Task prompt: Output every line of the items below as a JSON list of strings, one string per line, leaving out any blank lines.

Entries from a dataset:
⁂
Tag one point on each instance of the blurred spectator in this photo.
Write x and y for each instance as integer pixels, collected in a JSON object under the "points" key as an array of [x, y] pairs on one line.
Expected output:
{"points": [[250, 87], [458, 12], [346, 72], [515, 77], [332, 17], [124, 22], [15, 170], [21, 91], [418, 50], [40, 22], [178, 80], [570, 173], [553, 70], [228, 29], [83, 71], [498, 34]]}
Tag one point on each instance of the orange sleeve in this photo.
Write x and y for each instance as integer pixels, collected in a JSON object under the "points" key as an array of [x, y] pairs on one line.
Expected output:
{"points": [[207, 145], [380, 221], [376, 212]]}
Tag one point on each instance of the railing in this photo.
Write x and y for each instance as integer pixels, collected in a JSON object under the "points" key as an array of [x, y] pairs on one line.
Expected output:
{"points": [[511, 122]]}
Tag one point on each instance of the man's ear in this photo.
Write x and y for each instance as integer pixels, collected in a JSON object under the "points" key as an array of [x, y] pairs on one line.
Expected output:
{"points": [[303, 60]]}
⁂
Answer to the exercise:
[
  "Tag one point on each instance of the blurred spectator in this photo.",
  "Write x and y for each instance as integer pixels, collected in a JSON object under the \"points\" key as an array of [x, y] pairs on one line.",
  "Expected output:",
  "{\"points\": [[250, 87], [458, 12], [346, 72], [515, 77], [332, 17], [124, 22], [15, 170], [21, 91], [418, 50], [40, 22], [178, 80], [570, 173], [553, 70], [228, 29], [83, 71], [498, 34]]}",
  "Tag one point on each instance of the orange sleeve in this photo.",
  "Write x and y for each instance as integer pixels, collected in a JSON object under the \"points\" key as an array of [x, y] pairs on one line.",
  "Expected output:",
  "{\"points\": [[207, 145], [380, 221], [376, 212]]}",
  "Tag one point on each instance of the railing in this photo.",
  "Write x and y for each instance as integer pixels, collected in a JSON object under the \"points\" key as an array of [x, y] pairs on one line.",
  "Expected output:",
  "{\"points\": [[511, 122]]}",
  "Tag one point on each instance of the man's ear in this photo.",
  "Write x and y for each instance as integer pixels, collected in a JSON object under the \"points\" key as an array of [x, y] pairs on one line.",
  "Expected output:",
  "{\"points\": [[303, 60]]}"
]